==== Information ====

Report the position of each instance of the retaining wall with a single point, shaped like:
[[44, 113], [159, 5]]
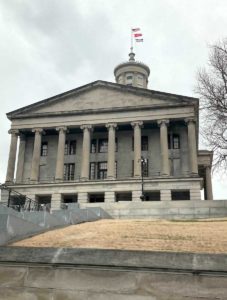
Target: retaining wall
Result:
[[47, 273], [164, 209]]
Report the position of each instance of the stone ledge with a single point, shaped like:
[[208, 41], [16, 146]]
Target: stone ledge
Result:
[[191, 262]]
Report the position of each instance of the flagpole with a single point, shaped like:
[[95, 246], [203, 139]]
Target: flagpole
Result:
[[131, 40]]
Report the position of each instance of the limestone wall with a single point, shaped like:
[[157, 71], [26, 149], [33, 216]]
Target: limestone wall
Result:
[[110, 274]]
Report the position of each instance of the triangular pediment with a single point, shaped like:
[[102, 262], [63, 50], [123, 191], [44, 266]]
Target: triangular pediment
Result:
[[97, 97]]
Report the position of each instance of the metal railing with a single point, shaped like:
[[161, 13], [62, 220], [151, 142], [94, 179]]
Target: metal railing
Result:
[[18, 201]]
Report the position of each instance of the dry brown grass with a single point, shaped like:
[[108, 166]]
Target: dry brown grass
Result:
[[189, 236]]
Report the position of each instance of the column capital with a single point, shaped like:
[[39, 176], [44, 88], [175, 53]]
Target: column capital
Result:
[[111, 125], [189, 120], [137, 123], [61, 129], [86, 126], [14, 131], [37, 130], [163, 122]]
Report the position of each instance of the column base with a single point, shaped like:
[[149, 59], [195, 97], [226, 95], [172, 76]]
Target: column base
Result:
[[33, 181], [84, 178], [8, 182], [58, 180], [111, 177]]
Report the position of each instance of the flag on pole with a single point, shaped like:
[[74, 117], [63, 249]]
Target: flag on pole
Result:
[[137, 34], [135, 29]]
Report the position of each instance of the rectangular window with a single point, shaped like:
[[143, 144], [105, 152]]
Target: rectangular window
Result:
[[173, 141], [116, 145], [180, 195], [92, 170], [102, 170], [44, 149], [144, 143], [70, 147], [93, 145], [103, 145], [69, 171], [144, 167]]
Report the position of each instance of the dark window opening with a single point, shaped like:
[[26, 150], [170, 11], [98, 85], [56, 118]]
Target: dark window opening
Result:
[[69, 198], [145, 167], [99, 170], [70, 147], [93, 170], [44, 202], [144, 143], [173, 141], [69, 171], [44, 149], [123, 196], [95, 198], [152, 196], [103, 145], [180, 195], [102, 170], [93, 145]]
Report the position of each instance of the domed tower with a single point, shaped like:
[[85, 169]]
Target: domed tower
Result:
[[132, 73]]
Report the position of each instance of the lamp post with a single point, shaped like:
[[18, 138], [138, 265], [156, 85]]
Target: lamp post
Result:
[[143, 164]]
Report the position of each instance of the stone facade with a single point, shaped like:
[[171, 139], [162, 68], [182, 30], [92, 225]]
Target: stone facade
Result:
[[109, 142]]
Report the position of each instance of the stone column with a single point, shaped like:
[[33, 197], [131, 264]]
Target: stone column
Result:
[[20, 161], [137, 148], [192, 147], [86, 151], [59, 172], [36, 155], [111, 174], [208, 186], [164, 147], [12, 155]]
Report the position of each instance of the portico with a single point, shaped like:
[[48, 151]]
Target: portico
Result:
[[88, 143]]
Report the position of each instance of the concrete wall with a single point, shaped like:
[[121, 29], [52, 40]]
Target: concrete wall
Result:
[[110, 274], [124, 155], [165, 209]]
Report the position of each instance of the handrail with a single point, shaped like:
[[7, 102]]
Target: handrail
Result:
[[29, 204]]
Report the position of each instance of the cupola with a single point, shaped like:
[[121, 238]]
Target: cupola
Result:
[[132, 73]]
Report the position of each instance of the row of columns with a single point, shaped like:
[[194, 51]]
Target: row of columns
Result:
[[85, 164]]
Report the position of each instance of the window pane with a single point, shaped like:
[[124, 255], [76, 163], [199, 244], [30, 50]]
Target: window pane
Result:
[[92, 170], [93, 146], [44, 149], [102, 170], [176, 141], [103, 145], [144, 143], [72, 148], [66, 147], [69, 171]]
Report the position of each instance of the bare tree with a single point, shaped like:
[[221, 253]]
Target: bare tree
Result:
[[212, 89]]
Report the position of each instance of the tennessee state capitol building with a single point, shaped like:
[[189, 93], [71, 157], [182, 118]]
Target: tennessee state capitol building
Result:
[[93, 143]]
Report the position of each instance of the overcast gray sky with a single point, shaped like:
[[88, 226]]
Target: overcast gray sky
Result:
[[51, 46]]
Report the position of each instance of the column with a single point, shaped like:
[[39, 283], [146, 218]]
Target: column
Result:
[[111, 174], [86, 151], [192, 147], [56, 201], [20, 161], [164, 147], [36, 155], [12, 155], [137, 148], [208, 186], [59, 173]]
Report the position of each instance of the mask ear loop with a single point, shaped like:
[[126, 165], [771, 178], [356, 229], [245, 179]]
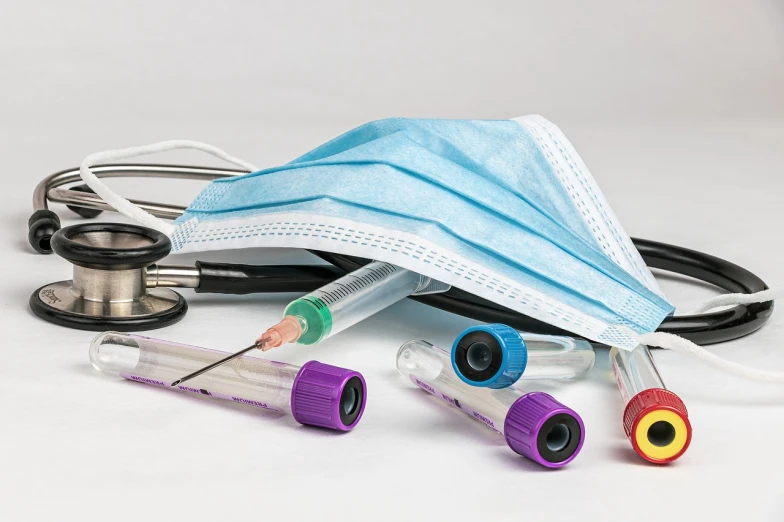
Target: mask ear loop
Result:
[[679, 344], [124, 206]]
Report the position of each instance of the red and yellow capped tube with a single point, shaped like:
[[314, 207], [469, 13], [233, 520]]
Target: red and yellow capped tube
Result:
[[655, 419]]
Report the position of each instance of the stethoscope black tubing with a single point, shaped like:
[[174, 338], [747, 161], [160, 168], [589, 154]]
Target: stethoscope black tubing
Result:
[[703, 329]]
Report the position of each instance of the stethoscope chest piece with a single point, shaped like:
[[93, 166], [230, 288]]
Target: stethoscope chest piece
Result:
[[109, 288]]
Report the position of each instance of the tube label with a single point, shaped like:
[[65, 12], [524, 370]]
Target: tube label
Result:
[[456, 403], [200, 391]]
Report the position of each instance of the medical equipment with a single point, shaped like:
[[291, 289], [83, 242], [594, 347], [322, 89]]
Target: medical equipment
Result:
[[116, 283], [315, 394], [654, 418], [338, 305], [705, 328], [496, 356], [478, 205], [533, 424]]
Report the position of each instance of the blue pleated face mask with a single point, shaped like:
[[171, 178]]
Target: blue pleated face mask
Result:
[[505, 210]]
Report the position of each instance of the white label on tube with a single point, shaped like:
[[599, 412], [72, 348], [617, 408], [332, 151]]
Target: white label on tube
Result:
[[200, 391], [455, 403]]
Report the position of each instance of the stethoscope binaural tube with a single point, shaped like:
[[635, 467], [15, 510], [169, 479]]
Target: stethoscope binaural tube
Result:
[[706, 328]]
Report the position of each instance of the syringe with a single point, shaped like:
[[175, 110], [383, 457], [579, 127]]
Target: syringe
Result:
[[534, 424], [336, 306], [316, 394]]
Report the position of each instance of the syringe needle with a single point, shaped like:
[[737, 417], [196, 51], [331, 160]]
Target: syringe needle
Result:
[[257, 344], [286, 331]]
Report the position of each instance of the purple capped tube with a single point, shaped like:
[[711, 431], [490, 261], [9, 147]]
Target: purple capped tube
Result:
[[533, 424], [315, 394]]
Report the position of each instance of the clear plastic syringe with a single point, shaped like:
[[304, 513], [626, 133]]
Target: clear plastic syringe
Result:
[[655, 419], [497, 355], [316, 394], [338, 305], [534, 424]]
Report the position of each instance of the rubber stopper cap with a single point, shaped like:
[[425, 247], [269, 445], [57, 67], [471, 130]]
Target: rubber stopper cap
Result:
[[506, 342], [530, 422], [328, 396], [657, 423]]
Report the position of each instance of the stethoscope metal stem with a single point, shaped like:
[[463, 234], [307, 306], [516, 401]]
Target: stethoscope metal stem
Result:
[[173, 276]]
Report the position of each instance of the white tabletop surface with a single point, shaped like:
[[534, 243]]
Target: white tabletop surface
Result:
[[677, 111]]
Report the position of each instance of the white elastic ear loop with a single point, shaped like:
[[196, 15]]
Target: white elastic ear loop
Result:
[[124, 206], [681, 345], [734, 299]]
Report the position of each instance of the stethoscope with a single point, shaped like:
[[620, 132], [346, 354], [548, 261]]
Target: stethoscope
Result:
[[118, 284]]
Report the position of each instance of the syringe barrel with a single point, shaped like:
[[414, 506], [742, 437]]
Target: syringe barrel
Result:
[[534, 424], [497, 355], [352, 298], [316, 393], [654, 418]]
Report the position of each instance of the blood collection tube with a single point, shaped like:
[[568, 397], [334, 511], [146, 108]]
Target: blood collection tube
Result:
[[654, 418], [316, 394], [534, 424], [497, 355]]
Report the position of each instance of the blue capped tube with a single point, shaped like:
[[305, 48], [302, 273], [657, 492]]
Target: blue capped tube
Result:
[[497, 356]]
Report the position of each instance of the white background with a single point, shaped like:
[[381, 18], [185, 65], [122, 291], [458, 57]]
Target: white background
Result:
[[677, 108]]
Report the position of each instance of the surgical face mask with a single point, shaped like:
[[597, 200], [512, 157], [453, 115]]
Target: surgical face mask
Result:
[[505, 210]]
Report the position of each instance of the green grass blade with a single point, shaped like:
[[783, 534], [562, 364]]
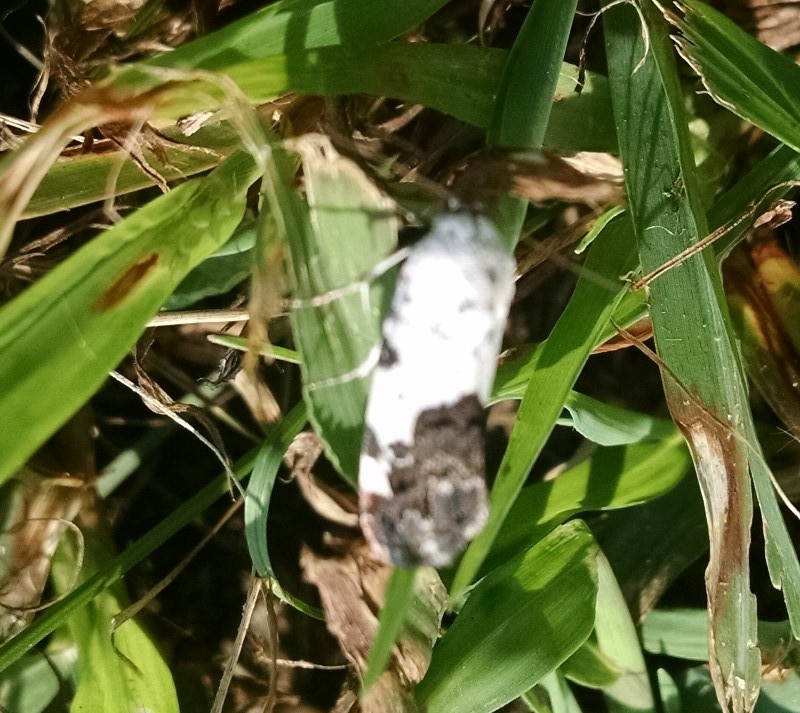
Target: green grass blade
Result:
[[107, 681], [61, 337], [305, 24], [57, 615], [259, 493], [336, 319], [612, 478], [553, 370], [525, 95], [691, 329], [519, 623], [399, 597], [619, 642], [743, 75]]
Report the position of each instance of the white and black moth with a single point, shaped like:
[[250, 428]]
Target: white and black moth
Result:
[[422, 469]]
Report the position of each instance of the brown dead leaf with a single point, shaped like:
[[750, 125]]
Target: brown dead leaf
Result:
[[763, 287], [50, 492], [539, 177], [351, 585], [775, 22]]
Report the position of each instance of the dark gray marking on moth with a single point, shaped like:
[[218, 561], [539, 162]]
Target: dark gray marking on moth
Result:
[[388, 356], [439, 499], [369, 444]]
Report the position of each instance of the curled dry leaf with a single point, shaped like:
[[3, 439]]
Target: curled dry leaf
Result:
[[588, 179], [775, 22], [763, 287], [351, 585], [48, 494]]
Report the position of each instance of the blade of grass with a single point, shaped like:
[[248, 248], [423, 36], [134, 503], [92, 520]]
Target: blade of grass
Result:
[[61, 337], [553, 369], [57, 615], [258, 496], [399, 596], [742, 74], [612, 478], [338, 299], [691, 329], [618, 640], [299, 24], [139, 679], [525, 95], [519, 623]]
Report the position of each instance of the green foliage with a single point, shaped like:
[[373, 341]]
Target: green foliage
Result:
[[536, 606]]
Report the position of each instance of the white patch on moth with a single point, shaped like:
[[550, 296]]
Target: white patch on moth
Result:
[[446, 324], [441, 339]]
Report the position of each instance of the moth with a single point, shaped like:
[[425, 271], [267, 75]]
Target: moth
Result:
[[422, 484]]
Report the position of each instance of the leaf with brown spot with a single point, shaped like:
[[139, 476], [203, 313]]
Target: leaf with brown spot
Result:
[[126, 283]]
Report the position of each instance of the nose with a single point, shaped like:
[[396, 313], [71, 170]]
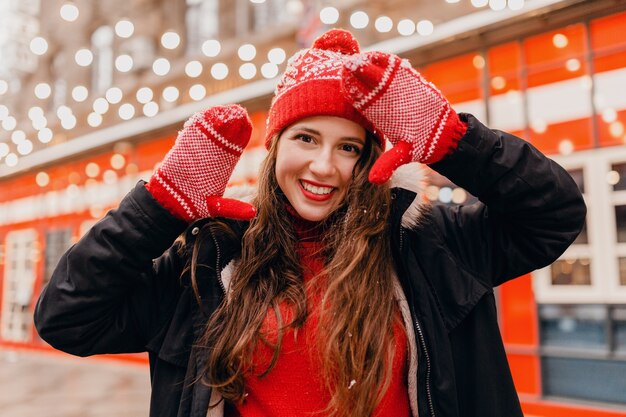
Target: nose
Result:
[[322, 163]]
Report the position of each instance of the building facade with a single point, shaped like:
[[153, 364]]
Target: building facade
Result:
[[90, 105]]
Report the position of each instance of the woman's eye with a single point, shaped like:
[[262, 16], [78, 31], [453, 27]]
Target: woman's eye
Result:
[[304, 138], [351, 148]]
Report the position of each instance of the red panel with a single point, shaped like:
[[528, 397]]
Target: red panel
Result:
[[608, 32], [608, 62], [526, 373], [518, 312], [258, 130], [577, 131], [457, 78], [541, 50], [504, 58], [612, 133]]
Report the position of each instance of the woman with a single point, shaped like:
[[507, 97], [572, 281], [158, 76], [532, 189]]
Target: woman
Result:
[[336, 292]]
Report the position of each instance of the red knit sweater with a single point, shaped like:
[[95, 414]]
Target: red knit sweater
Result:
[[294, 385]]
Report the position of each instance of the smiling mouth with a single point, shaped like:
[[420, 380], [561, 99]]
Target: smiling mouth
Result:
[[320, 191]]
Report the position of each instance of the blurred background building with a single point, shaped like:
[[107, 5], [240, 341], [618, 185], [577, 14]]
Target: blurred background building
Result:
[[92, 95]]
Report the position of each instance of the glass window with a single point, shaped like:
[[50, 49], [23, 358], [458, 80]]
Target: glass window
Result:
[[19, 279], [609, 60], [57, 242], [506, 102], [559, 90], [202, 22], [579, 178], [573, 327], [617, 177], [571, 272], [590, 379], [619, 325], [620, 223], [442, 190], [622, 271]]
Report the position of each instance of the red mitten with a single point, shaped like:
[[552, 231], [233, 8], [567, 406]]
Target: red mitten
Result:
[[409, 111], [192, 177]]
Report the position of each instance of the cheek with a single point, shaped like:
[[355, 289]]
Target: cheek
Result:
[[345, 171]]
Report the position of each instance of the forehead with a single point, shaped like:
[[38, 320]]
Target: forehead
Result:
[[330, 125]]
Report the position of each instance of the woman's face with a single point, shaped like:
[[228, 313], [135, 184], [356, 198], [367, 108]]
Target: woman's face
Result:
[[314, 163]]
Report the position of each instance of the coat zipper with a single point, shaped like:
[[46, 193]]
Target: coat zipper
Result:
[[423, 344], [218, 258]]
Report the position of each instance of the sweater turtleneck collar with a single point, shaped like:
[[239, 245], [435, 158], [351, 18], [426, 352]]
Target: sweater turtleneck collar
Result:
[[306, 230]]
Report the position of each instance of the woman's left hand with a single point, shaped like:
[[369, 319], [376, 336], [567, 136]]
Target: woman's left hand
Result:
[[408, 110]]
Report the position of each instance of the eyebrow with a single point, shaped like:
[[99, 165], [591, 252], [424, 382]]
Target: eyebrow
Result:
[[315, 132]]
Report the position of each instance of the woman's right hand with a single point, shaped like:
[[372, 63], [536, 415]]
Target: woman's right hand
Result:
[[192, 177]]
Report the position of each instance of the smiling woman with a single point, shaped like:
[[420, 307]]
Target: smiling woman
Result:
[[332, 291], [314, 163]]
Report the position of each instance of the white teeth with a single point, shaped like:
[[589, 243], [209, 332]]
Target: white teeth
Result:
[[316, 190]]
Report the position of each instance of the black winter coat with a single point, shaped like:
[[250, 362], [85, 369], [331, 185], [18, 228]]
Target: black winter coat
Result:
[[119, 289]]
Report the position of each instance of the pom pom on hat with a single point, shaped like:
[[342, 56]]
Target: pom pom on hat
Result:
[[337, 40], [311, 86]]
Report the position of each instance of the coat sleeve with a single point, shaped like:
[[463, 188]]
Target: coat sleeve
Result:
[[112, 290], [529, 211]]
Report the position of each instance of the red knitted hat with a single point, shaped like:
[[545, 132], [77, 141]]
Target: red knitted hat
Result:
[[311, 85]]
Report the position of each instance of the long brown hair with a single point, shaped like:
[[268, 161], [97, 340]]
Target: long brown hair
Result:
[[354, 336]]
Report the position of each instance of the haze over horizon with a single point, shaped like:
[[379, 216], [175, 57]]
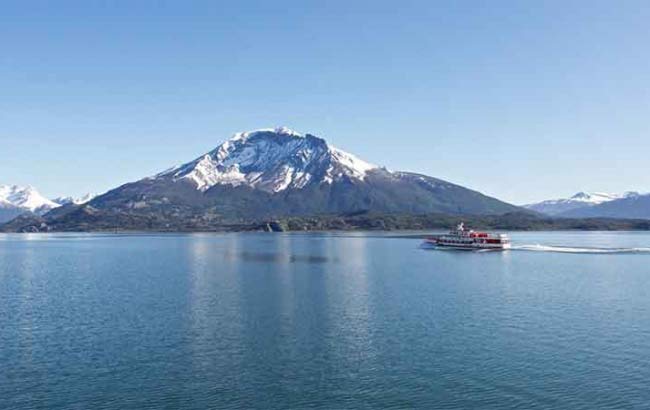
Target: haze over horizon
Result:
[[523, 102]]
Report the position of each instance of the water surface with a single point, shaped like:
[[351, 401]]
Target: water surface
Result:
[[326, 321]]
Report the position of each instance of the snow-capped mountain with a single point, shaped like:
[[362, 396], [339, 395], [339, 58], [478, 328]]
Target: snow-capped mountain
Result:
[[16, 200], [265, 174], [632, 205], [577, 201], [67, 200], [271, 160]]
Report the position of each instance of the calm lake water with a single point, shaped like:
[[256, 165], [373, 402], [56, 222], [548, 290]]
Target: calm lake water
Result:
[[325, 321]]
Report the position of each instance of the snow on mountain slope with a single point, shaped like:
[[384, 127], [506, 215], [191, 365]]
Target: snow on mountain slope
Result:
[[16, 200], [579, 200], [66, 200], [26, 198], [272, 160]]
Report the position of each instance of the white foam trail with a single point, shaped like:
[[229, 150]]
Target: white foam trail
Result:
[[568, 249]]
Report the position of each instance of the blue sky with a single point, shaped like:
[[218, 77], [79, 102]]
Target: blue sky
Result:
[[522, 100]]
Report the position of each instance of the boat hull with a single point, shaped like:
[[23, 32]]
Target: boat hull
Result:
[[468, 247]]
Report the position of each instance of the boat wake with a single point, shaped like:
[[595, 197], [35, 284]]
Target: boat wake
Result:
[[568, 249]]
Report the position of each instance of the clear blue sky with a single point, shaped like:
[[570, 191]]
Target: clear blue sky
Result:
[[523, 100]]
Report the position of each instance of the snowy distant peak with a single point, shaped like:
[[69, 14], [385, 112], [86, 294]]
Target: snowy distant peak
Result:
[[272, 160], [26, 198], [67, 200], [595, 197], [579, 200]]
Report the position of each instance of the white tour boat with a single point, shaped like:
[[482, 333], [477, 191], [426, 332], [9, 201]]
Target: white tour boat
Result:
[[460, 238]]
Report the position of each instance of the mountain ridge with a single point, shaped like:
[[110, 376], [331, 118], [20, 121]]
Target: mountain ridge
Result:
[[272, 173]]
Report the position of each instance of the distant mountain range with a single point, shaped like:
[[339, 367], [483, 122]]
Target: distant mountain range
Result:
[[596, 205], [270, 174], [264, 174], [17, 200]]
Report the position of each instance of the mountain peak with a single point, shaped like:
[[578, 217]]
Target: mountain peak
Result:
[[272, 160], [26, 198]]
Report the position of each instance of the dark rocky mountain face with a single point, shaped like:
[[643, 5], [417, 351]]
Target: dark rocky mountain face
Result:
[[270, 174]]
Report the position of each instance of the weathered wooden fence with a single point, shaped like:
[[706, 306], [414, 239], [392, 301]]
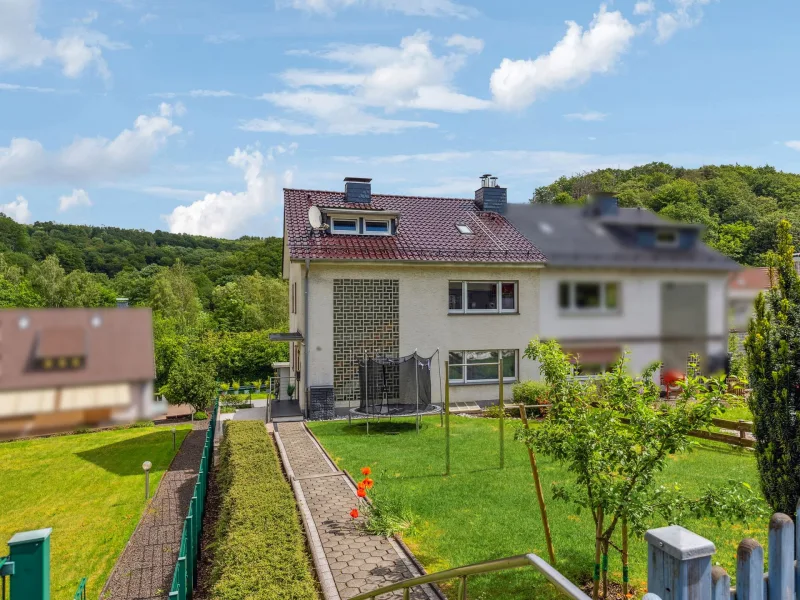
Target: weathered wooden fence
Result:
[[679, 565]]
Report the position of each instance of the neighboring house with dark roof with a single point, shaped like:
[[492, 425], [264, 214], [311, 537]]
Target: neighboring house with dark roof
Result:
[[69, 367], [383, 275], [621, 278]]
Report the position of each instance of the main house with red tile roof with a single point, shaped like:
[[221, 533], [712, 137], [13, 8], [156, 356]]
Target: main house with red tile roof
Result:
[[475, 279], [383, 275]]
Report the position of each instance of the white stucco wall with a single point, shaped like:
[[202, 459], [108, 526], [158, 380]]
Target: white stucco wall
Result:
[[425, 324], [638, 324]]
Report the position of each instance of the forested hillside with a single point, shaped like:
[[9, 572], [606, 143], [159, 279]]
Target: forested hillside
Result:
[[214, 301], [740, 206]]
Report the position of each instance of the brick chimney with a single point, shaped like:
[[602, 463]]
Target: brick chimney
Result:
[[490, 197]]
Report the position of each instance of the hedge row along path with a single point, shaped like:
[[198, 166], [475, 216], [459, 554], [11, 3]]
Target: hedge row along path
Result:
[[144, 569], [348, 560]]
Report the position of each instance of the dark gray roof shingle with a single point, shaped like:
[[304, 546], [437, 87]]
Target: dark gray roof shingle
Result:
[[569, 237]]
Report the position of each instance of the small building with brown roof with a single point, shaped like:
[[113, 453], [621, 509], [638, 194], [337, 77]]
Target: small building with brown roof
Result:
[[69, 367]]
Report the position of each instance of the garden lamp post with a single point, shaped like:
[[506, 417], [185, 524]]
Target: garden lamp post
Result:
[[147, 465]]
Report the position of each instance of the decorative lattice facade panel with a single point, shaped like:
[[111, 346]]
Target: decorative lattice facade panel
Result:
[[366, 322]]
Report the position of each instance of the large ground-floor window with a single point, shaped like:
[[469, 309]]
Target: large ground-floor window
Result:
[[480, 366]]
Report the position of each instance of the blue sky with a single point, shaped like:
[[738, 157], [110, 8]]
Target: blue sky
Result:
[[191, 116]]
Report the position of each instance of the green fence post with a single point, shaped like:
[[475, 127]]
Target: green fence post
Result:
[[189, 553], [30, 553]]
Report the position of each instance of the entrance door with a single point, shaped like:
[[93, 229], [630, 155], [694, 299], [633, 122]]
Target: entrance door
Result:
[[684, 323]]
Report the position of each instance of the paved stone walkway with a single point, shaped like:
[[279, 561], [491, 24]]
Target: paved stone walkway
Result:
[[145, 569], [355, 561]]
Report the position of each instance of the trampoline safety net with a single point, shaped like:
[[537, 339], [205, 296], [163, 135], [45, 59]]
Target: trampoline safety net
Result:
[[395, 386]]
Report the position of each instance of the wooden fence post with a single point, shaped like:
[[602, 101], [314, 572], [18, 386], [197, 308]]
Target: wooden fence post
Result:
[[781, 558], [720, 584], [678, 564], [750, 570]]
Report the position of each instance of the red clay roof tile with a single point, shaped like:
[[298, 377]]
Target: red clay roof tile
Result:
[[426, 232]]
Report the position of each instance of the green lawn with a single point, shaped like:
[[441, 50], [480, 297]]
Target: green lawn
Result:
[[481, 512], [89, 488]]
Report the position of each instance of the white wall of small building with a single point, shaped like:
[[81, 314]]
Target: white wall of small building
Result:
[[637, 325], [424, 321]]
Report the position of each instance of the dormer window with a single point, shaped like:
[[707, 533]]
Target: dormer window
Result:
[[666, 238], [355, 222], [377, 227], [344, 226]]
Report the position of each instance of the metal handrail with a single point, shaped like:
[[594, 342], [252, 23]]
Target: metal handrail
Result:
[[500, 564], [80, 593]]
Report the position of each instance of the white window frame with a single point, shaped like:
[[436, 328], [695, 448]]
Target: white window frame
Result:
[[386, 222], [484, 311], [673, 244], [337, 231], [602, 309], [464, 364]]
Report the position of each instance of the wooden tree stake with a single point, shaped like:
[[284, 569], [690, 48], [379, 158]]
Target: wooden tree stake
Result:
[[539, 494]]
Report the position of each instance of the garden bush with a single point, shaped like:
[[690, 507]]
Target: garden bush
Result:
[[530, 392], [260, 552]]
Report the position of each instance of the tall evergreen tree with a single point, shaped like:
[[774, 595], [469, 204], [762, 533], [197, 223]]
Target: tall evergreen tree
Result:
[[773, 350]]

====

→ Required work: Please copy the lines above from the line with "Report the position of each instance of the dark gray roof" up to and including the line with "[[537, 339], [205, 296], [163, 135], [45, 59]]", exactly as written and with nothing else.

→ Exercise response:
Report the position of each instance of the dark gray roof shingle with a single point, shaped like:
[[304, 546], [437, 87]]
Target: dark gray roof shingle
Result:
[[569, 237]]
Report the position of each instance of the small building with brown roof with a single point, shaped like:
[[113, 453], [621, 509], [638, 194], [337, 77]]
Target: small building with brown roof
Result:
[[69, 367]]
Report the position of each instance of the garden lamp post with a single point, shaped like:
[[506, 417], [185, 524]]
Target: garden lamp post
Result:
[[147, 465]]
Report the position of each instance of the decorative lattice facade panel with a single point, shaped like:
[[111, 346]]
Target: decorative lattice facade panel
Result:
[[366, 322]]
Report the position of each instance of the large ground-floor window with a single point, shaped like:
[[469, 309]]
Target: large ground-floor window
Result:
[[480, 366]]
Report the position of each instance of the blue sky with a single point, shaped like:
[[738, 157], [110, 8]]
Target: blue sky
Result:
[[191, 116]]
Report the position of each instance of the green fence post with a single point, shaped like:
[[475, 127]]
Target: green fence post
Result:
[[189, 553], [30, 553]]
Report the position of each instance of the entrance door with a single point, shaped like:
[[93, 229], [630, 155], [694, 299], [633, 122]]
Target: entrance door
Result:
[[684, 323]]
Report the position of each instance of the paved stone walkway with a single point, shaped like:
[[279, 561], [491, 24]]
Target: paved stone walkway
Result:
[[145, 569], [355, 561]]
Report the position of each instance of the trampoline safety net with a single point, shaped like:
[[537, 339], [205, 296], [163, 135], [45, 59]]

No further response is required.